- ФРАГМЕНТ ТЕКСТА -
========================================================================

Традиционное, но ошибочное отождествление поэта с пророком обычно тонет в пустых словоизвержениях на тему о высшем призвании поэта ‘по Пушкину’ и потому не имеет серьезных последствий. Другое дело — о. Булгаков: из той же ошибки он сделал неизбежный и существенный вывод: поставив знаки равенства между пророком и Пушкиным, он предъявил к Пушкину такие духовные требования, которые самого Пушкина ужаснули бы.
Внутреннюю историю последних лет пушкинской жизни о. Булгаков рассматривает как отклонение с того духовного пути, на который пророк-Пушкин будто бы однажды вступил. По мнению о. Булгакова, у Пушкина тридцатых годов мастерство преобладает над духовною напряженностью, искусство над пророчественностью, потому что женитьба, семейная жизнь, отношения с двором и т. д. не только житейски завели Пушкина в тупик, но и повлекли за собой глубокий духовный упадок: с этих пор, говорит о. Булгаков, ‘пророк ищет себе убежища в поэте’ и творчество, духовный источник которого иссяк, ‘продолжает свою жизнь преимущественно как писательство’.
Такая концепция чрезвычайно отяготительна для Пушкина, на которого тут возлагается ответственность за страшное падение: от пророка до озлобленного камер-юнкера, которому ничего не оставалось, кроме выбора: ‘убить или быть убитым’.
На ту же тему о гибели Пушкина есть статья у Владимира Соловьева. В последний раз я читал ее лет двадцать тому назад и не могу перечесть, потому что нахожусь вне Парижа. Но если мне память не изменяет, Соловьев в своей чрезвычайно суровой и неприятно резкой статье осудил Пушкина за недостойную погруженность ‘в заботах суетного света’ и за озлобленность, не подобающую христианину. О. Булгаков говорит о Пушкине с большою любовью, но суд его выходит еще строже, потому что самая ответственность Пушкина у него повышена во много раз: у Соловьева речь идет о слабом человеке, у о. Булгакова — о падшем пророке.
Кажется, о. Булгаков сам был смущен приговором, который ему предстояло вынести. В последнюю минуту его рука дрогнула, и он приписал Пушкину катарсис, который обрисовал нам в виде глубоко христианского просветления на смертном одре: ‘В умирающем Пушкине отступает все то, что было присуще ему накануне дуэли. Происходит явное преображение его духовного лика — духовное чудо. Из-за почерневшего внешнего слоя просветляется ‘обновленный’ лик, светоносный образ Пушкина, всепрощающий, незлобивый, с мужественной покорностью смотрящий в лицо смерти, достигающий того духовного мира, который был им утрачен в страсти’.

========================================================================

Записи с разметкой координат
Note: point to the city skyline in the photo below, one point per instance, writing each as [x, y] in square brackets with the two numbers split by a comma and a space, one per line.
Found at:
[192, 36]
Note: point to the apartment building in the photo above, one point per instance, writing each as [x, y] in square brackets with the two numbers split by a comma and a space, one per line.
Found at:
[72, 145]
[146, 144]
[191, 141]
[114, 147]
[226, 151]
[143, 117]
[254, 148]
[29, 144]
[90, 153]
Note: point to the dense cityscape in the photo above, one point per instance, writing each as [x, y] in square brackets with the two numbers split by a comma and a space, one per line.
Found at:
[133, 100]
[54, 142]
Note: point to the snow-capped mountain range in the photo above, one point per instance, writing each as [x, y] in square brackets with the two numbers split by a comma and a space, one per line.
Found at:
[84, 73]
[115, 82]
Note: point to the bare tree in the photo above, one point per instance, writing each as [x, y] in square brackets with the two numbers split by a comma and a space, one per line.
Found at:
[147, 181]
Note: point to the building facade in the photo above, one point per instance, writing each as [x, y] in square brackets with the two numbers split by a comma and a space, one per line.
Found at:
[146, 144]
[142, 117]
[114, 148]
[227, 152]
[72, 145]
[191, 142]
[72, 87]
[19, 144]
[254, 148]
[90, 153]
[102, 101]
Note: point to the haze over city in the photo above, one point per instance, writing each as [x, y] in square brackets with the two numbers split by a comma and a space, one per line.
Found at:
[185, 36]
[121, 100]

========================================================================

- ЗАДАНИЯ -
[A] Выпишите из записей все строки, где встречается слово «above».
[B] Продолжите фрагмент о том, как о. Булгаков судит о Пушкине, начиная сразу после его последнего предложения.

- ГОТОВЫЕ РЕШЕНИЯ -
[A]
Note: point to the apartment building in the photo above, one point per instance, writing each as [x, y] in square brackets with the two numbers split by a comma and a space, one per line.
Note: point to the dense cityscape in the photo above, one point per instance, writing each as [x, y] in square brackets with the two numbers split by a comma and a space, one per line.
Note: point to the snow-capped mountain range in the photo above, one point per instance, writing each as [x, y] in square brackets with the two numbers split by a comma and a space, one per line.
Note: point to the bare tree in the photo above, one point per instance, writing each as [x, y] in square brackets with the two numbers split by a comma and a space, one per line.
Note: point to the building facade in the photo above, one point per instance, writing each as [x, y] in square brackets with the two numbers split by a comma and a space, one per line.
Note: point to the haze over city in the photo above, one point per instance, writing each as [x, y] in square brackets with the two numbers split by a comma and a space, one per line.

[B]
Схема духовной жизни Пушкина, начертанная о. Булгаковым, не представляется мне исторически верной. Несомненно, в последние годы жизни и в самой истории с Дантесом Пушкин выказал известное ‘малодушие’ — в том смысле, как это слово употреблено в ‘Поэте’.
В заботах суетного света
Он малодушно погружен.
Но это было, так сказать, нормальное падение поэта, которому падения свойственны и простительны по самому его ‘чину’. Падения же пророческого не было по той причине, что пророком Пушкин не был и себя таковым не мнил. Зато не было и катарсиса в том смысле, как о нем говорит о. Булгаков.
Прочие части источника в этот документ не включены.